EXERCISE AIM => Rewrite everything from the line containing "Each returned marker MUST sit on an instance of the tall" down to the line containing "[[76, 39], [41, 42]]", swapping "tall tower" for "high tower" and keeping the rest of those lines unchanged.

RECORDS SHOWN =>
▬▬▬▬▬▬

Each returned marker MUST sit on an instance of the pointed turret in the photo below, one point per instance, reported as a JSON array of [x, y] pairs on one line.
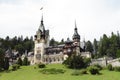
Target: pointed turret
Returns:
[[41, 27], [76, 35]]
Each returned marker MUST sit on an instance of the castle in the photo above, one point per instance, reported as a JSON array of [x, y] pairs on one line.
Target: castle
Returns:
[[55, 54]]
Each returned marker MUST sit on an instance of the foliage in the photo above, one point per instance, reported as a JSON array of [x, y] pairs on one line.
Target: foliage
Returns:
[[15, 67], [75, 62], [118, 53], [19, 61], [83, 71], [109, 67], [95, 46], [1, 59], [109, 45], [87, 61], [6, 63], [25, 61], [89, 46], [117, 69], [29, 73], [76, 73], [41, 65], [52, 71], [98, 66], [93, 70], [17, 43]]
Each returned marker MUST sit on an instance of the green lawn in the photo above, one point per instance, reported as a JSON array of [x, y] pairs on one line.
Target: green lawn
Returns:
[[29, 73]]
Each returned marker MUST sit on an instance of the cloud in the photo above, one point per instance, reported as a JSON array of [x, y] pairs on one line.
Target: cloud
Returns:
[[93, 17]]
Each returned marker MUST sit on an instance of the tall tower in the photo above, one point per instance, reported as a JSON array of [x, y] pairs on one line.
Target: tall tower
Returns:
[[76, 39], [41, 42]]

▬▬▬▬▬▬

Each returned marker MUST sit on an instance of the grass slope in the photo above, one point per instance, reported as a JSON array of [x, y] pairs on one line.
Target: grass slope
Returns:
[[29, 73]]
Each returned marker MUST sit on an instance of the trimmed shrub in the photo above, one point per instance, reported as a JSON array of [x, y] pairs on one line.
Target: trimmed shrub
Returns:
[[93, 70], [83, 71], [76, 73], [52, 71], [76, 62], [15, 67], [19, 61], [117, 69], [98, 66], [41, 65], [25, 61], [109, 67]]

▬▬▬▬▬▬

EXPECTED OUTPUT =>
Each returned marker MUST sit on an instance of the high tower in the photo above, one point per instance, reported as a JSON array of [x, y] pairs on one line.
Target: high tower
Returns:
[[76, 39], [41, 42]]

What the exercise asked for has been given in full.